### PAGE TEXT
▶
Overview:
Our current Instana environment does not reliably persist traces and calls beyond the default 7-day retention period. According to documentation, when a trace meets specific conditions—such as being viewed or containing critical errors—it should be persisted and callable for up to 365 days. However, we are experiencing unpredictable behavior where traces that meet these conditions are still expiring after 7 days, impacting long-term analysis and troubleshooting.
Problem Statement:
Traces and calls that are either critical (e.g., containing errors) or have been viewed should be retained for 365 days.
Currently, even when these conditions are met, the traces and calls are not consistently persisted beyond 7 days.
This behavior:
- Limits our ability to conduct thorough long-term error analysis.
- Prevents effective post-incident review and troubleshooting.
- Reduces confidence in the observability solution, as the historical context is lost unexpectedly.
Proposed Enhancement:
- Guaranteed 365-Day Retention:
Automatically persist and ensure accessibility of traces and calls for 365 days once they meet one of the following criteria:
- Viewed Traces: Traces or calls that have been viewed in the UI or are gathered by API call / trace ID GET.
The size / number of calls should not be relevant for persisted / extended retention of traces here.
- Traces with generated LINK: When a trace/call has a created Link, via the Link button, it must be persisted.
The size / number of calls should not be relevant for persisted / extended retention of traces here.
- Critical Traces: At least one Trace or Call that include critical errors or log messages with severety Error or FATAL. (Since this can be a lot of traces in an error case, sampling can be used here when they are not viewed. It would be fantastic to have a sampling based on service / error type for those errors to be long term retention)
◀
Items from a dataset
▶
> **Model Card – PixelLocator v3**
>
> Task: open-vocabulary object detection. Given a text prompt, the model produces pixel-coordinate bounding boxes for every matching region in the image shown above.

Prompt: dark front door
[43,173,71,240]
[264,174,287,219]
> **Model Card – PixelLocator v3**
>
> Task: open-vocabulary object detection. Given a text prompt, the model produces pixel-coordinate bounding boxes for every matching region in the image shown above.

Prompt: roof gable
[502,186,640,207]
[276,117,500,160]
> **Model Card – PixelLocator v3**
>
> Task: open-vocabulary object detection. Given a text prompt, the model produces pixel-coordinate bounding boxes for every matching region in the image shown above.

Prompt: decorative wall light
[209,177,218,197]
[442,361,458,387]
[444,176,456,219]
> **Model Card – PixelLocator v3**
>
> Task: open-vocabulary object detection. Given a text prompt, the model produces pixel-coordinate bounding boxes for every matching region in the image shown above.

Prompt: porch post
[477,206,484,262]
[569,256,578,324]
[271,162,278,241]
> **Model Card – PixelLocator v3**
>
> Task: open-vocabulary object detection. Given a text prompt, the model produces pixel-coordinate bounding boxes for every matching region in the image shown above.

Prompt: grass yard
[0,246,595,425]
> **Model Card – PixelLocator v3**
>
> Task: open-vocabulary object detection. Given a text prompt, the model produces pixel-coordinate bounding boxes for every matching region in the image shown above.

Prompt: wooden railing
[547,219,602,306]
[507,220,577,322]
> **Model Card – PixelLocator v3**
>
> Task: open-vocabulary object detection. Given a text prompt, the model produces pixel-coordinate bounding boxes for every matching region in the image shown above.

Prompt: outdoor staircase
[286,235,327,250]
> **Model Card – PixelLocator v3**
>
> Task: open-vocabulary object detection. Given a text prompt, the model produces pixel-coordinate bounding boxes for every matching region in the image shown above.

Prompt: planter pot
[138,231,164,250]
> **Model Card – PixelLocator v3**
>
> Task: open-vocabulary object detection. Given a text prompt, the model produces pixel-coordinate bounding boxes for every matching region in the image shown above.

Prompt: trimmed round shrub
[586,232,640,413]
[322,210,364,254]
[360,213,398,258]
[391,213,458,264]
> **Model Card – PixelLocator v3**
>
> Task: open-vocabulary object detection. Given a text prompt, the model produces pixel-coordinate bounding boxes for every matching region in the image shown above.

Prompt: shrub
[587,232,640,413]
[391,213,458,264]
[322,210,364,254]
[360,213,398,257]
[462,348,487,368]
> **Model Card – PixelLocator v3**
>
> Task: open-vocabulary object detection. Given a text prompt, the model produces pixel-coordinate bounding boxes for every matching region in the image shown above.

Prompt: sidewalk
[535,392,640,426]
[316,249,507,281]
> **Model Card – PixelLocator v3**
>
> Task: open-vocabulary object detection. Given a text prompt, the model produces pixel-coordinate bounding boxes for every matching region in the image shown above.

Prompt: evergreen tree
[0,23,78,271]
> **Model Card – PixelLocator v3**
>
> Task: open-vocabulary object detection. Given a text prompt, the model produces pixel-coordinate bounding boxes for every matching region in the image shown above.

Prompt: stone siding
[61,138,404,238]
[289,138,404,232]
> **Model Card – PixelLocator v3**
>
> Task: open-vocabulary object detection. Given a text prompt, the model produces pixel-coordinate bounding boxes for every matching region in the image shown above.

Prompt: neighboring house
◀
▶
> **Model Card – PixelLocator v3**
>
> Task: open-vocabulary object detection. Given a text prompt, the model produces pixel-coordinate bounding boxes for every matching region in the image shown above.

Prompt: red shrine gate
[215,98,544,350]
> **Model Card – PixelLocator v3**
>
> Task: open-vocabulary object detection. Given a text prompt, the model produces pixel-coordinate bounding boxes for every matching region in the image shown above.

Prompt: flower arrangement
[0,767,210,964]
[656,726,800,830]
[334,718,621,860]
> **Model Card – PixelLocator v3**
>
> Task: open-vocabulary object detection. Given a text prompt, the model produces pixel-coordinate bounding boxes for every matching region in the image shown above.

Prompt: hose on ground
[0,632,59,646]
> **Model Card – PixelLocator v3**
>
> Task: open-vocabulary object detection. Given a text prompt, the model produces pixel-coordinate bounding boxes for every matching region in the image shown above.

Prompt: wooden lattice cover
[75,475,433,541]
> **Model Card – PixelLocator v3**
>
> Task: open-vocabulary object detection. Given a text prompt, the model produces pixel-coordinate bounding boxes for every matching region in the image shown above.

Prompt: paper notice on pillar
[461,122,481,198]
◀
### WORK TO BE COMPLETED
Please translate this sentence from the Instana retention text into Spanish: "Currently, even when these conditions are met, the traces and calls are not consistently persisted beyond 7 days."

### SOLUTION BELOW
Actualmente, incluso cuando se cumplen estas condiciones, las trazas y las llamadas no se conservan de forma constante más allá de 7 días.